* [To be done]:
Output each line of the items below as a row in a Markdown table with the columns "Row" and "Line", skipping any blank lines.

(Stored data entries)
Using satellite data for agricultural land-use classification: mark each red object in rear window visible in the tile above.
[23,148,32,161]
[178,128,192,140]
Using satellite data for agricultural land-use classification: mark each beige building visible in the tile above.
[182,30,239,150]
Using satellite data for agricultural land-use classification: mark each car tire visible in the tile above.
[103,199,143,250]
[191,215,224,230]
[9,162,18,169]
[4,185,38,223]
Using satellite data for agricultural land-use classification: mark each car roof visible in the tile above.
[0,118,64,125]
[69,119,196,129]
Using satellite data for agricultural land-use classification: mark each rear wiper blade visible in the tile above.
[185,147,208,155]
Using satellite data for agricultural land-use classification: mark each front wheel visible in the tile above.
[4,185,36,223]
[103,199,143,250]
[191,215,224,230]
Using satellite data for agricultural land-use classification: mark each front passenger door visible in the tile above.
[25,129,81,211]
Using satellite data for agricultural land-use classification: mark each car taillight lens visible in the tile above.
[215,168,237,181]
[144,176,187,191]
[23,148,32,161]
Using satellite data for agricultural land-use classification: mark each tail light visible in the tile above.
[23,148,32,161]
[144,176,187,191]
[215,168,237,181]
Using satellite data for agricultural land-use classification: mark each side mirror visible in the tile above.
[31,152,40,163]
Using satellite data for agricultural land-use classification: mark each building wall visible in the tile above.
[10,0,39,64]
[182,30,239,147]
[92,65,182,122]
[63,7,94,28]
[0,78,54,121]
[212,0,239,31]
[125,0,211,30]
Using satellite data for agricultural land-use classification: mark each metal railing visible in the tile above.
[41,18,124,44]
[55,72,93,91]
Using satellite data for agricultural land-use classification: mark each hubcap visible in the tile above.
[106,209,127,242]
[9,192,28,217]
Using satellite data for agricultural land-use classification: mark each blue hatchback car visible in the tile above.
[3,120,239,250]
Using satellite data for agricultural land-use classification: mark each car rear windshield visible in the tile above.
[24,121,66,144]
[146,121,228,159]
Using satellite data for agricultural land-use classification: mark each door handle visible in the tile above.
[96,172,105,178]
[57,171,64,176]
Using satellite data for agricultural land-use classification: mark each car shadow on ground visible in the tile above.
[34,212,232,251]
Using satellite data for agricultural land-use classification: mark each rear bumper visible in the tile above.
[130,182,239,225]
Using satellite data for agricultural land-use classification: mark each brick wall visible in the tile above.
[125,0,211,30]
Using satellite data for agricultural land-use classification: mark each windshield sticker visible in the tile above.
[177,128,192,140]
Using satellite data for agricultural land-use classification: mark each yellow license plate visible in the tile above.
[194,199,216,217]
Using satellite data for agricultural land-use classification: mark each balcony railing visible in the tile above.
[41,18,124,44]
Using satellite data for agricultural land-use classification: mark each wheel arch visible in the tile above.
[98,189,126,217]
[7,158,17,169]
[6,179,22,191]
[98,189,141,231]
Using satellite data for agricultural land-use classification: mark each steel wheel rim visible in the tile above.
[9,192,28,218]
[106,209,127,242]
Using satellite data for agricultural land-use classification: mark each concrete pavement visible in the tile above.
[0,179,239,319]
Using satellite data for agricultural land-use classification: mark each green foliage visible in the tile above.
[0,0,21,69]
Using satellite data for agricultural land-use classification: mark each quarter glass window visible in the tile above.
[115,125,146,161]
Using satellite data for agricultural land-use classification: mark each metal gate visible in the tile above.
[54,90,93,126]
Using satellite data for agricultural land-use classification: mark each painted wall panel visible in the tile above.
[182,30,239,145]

* [Reply]:
| Row | Line |
|---|---|
| 1 | Using satellite data for agricultural land-use classification: mark each red object in rear window visible in the tile above. |
| 2 | [23,148,32,161] |
| 3 | [178,128,192,140] |
| 4 | Using satellite data for agricultural land-use classification: mark each beige building visible in the tile above. |
| 5 | [182,30,239,150] |
| 6 | Using satellite data for agricultural land-use classification: mark each car tire visible in the tile above. |
| 7 | [103,199,143,250] |
| 8 | [191,215,224,230] |
| 9 | [9,162,18,169] |
| 10 | [4,185,38,223] |
| 11 | Using satellite data for agricultural land-use classification: mark each car roof visible in the tile above. |
| 12 | [0,118,64,125] |
| 13 | [69,119,196,129] |
| 14 | Using satellite data for agricultural land-use classification: mark each rear wiper blade visible in the tile above. |
| 15 | [185,147,208,155] |
| 16 | Using satellite data for agricultural land-use classification: mark each front wheel visible in the tile above. |
| 17 | [4,185,36,223] |
| 18 | [103,199,143,250] |
| 19 | [191,215,224,230] |
| 20 | Using satellite data for agricultural land-use classification: mark each front passenger door visible in the tile above. |
| 21 | [25,129,81,211] |
| 22 | Using satellite data for agricultural land-use classification: mark each car taillight lens visible in the tile above. |
| 23 | [215,168,237,181] |
| 24 | [144,176,187,191] |
| 25 | [23,148,32,161] |
| 26 | Using satellite data for agricultural land-use classification: mark each tail light visible in the tile above. |
| 27 | [23,148,32,161] |
| 28 | [144,176,187,191] |
| 29 | [215,168,237,181] |
| 30 | Using satellite data for agricultural land-use classification: mark each side mirror visible in the tile above. |
| 31 | [31,152,40,163] |
| 32 | Using satellite data for agricultural land-use classification: mark each building wall visible in the tile above. |
| 33 | [10,0,39,64] |
| 34 | [182,30,239,147] |
| 35 | [92,65,182,122] |
| 36 | [63,7,94,28] |
| 37 | [0,78,54,121] |
| 38 | [212,0,239,31] |
| 39 | [125,0,211,30] |
| 40 | Using satellite data for agricultural land-use classification: mark each metal railing visible in the tile above. |
| 41 | [41,18,124,44] |
| 42 | [55,72,93,91] |
| 43 | Using satellite data for agricultural land-use classification: mark each hubcap visible in the tile above. |
| 44 | [106,209,127,242] |
| 45 | [9,192,28,217] |
| 46 | Using satellite data for agricultural land-use classification: mark each blue hatchback car visible in the tile above. |
| 47 | [3,120,239,250] |
| 48 | Using satellite data for agricultural land-use classification: mark each car rear windshield visible in the tile above. |
| 49 | [24,121,66,144] |
| 50 | [146,121,228,159] |
| 51 | Using satellite data for agricultural land-use classification: mark each door handle visible in the tile above. |
| 52 | [96,172,105,178] |
| 53 | [57,171,64,176] |
| 54 | Using satellite data for agricultural land-use classification: mark each car shadow on ground visible in the tile above. |
| 55 | [34,212,232,251] |
| 56 | Using satellite data for agricultural land-use classification: mark each rear bumper visible in the tile above. |
| 57 | [130,182,239,225] |
| 58 | Using satellite data for agricultural land-use classification: mark each brick wall visible in the tile above. |
| 59 | [125,0,211,30] |
| 60 | Using satellite data for agricultural land-use classification: mark each windshield sticker visible in the tile above. |
| 61 | [177,128,192,140] |
| 62 | Using satellite data for agricultural land-use classification: mark each yellow license plate visible in the tile above. |
| 63 | [194,199,216,217] |
| 64 | Using satellite data for agricultural land-use classification: mark each balcony railing visible in the tile above. |
| 65 | [41,18,124,44] |
| 66 | Using satellite data for agricultural land-use classification: mark each wheel arch visible in the tile above. |
| 67 | [98,189,126,217] |
| 68 | [7,158,17,169] |
| 69 | [6,179,22,191] |
| 70 | [98,189,141,231] |
| 71 | Using satellite data for agricultural land-use classification: mark each steel wheel rim visible in the tile above. |
| 72 | [9,192,28,218] |
| 73 | [106,209,127,242] |
| 74 | Using satellite data for agricultural land-use classification: mark each concrete pavement visible in the tile above. |
| 75 | [0,179,239,319] |
| 76 | Using satellite data for agricultural land-use classification: mark each green foliage visible in the tile above. |
| 77 | [0,0,21,69] |
| 78 | Using satellite data for agricultural land-use classification: mark each quarter glass window visible in the tile above. |
| 79 | [115,125,146,161] |
| 80 | Using satellite data for agricultural land-use classification: mark each metal gate visible in the tile above. |
| 81 | [54,90,93,126] |
| 82 | Using satellite data for agricultural land-use classification: mark each painted wall panel visible in the tile above. |
| 83 | [182,30,239,145] |